── DATA SECTION

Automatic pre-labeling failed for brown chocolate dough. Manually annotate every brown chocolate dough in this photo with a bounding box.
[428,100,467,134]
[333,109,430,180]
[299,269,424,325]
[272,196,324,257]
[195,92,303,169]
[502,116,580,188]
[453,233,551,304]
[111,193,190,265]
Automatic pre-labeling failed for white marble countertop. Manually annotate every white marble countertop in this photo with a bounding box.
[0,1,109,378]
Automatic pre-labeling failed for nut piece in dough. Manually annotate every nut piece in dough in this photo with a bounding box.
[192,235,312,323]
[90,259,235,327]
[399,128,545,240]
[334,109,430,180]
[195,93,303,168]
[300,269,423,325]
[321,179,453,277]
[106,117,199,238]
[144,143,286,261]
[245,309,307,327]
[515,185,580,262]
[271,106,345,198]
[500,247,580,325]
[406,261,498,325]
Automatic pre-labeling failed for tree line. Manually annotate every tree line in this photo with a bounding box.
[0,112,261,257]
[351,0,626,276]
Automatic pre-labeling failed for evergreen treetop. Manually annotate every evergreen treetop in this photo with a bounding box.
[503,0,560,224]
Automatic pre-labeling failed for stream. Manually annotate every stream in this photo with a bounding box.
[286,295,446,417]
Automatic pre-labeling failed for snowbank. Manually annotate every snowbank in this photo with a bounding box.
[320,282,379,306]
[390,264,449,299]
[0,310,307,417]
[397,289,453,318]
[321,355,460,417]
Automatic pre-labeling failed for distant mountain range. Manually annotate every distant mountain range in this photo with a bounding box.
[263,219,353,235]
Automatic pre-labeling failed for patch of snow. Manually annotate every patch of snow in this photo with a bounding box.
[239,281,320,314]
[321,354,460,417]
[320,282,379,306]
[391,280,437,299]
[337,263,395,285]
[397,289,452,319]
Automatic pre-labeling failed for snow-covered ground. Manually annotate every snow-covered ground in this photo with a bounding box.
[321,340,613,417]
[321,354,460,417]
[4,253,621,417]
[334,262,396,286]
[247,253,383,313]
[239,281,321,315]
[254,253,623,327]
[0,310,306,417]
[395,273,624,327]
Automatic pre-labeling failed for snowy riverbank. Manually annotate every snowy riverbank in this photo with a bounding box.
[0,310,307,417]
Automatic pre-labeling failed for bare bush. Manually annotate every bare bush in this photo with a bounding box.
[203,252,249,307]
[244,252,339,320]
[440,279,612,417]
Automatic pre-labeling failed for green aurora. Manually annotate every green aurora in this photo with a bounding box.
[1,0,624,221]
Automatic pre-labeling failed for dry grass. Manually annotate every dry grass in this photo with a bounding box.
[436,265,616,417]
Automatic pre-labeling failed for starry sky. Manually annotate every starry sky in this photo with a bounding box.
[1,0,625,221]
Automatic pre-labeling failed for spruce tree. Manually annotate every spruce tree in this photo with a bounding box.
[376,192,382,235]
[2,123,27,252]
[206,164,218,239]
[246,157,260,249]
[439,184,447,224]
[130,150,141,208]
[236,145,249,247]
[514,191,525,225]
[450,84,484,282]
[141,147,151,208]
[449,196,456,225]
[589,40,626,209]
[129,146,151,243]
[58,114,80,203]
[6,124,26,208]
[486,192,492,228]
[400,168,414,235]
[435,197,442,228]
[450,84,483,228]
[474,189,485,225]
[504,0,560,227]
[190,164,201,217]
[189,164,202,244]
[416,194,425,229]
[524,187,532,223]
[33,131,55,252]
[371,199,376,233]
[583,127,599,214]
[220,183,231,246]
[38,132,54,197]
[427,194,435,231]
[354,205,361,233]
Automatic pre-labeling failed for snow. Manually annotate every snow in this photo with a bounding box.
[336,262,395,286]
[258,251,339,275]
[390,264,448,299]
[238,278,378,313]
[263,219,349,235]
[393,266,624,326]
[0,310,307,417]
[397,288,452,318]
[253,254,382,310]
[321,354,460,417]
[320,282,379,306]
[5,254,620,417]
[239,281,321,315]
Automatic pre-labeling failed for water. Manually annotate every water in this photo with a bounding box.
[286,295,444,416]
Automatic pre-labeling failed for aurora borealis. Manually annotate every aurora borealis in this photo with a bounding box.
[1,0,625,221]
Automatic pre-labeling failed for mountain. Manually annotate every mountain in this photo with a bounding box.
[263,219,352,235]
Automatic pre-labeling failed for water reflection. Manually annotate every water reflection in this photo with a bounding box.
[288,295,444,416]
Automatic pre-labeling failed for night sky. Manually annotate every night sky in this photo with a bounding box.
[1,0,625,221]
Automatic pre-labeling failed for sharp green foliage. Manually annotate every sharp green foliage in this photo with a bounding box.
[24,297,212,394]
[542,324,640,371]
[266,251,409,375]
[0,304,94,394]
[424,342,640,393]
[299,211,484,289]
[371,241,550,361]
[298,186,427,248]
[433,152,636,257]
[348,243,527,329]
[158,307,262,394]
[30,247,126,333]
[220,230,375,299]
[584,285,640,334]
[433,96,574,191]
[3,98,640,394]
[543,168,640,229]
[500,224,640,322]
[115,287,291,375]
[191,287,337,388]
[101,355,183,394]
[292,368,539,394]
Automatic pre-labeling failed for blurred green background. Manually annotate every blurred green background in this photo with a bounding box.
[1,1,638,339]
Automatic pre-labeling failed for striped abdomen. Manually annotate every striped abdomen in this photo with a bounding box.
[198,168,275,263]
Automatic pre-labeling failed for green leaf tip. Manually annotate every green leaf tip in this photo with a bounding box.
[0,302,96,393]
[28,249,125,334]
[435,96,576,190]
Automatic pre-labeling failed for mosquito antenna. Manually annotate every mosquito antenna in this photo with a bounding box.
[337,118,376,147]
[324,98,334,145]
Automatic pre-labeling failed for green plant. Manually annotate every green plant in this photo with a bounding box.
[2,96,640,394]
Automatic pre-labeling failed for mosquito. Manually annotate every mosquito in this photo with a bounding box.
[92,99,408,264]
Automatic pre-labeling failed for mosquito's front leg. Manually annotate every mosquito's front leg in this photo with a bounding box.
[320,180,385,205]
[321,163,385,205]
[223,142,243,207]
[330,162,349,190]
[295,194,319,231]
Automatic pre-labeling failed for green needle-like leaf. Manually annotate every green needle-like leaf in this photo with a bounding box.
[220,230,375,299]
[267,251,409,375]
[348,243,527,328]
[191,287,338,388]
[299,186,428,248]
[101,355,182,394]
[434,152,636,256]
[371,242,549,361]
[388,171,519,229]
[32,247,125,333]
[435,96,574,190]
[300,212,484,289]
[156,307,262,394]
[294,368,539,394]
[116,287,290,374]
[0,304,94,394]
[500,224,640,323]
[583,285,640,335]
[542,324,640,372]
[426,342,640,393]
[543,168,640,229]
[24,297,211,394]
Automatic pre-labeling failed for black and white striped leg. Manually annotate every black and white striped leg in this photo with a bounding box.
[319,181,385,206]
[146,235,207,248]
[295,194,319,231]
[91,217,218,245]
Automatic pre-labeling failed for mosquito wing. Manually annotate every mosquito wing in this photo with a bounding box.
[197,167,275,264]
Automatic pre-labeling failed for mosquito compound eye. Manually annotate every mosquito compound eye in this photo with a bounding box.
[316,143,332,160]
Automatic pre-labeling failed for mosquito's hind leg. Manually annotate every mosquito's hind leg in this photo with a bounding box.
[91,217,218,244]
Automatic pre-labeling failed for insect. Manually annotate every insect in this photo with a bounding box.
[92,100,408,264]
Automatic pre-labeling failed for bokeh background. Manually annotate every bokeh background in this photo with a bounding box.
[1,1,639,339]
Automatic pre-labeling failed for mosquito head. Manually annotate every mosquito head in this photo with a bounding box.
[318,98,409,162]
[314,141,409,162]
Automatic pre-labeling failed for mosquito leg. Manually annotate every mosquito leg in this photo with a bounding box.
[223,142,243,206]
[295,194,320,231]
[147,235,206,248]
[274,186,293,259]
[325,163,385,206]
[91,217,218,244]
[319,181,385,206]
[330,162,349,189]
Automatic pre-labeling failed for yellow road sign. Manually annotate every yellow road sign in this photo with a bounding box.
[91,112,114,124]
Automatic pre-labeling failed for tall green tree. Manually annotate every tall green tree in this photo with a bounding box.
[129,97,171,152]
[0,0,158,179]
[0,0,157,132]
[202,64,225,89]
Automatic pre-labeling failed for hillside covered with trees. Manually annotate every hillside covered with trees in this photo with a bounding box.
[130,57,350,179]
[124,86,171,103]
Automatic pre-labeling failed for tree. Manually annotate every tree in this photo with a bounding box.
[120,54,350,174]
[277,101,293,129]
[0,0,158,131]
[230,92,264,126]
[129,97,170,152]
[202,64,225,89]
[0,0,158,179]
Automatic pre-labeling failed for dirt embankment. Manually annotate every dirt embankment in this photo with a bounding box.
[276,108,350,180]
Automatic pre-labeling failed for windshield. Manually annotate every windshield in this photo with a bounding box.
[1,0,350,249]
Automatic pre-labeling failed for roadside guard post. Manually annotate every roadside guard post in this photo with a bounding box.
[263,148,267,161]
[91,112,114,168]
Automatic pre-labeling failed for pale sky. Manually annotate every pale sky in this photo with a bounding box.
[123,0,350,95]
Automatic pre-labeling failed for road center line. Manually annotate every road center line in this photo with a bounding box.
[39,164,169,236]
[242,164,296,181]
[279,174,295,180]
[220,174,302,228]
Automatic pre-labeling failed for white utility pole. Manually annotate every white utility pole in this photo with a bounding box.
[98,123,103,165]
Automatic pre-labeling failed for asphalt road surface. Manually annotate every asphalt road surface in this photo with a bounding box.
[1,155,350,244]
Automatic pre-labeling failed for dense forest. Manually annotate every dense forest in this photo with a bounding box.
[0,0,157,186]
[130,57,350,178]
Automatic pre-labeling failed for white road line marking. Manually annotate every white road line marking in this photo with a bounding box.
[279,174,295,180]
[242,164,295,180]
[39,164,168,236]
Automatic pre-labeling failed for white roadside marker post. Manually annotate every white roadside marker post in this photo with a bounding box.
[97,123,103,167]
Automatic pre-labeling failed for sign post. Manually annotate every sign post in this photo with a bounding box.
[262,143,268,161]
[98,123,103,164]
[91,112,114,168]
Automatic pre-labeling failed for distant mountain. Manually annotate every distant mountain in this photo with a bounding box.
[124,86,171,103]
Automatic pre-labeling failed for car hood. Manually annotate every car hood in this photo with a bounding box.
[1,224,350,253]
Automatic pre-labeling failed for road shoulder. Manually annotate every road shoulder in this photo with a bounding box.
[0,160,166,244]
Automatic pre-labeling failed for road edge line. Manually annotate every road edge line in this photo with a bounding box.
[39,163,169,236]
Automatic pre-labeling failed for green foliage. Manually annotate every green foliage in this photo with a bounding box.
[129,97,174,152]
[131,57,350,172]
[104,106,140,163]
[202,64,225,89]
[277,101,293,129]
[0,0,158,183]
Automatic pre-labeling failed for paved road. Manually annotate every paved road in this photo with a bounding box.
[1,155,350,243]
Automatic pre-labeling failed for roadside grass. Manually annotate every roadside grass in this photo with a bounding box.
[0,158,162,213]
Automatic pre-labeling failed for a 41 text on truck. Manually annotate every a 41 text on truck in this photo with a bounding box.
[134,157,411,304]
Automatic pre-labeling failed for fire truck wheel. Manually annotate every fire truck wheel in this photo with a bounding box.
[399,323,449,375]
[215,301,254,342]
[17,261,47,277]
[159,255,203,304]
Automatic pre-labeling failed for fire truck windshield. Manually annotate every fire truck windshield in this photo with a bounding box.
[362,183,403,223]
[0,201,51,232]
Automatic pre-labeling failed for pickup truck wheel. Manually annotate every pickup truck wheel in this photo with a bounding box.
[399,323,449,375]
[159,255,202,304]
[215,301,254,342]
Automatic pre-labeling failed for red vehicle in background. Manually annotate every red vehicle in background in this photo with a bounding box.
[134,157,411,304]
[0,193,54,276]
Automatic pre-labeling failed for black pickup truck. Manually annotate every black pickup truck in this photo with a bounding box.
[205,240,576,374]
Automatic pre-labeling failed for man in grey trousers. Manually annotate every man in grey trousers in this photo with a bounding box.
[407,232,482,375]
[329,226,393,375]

────

TASK OBJECTIVE
In the records above, retype exactly the lines from the one with "Automatic pre-labeling failed for man" through the last one.

ANSWER BOX
Automatic pre-labeling failed for man in grey trousers. Manually annotate every man in grey trousers in this photo with a bounding box.
[407,232,482,375]
[329,226,393,375]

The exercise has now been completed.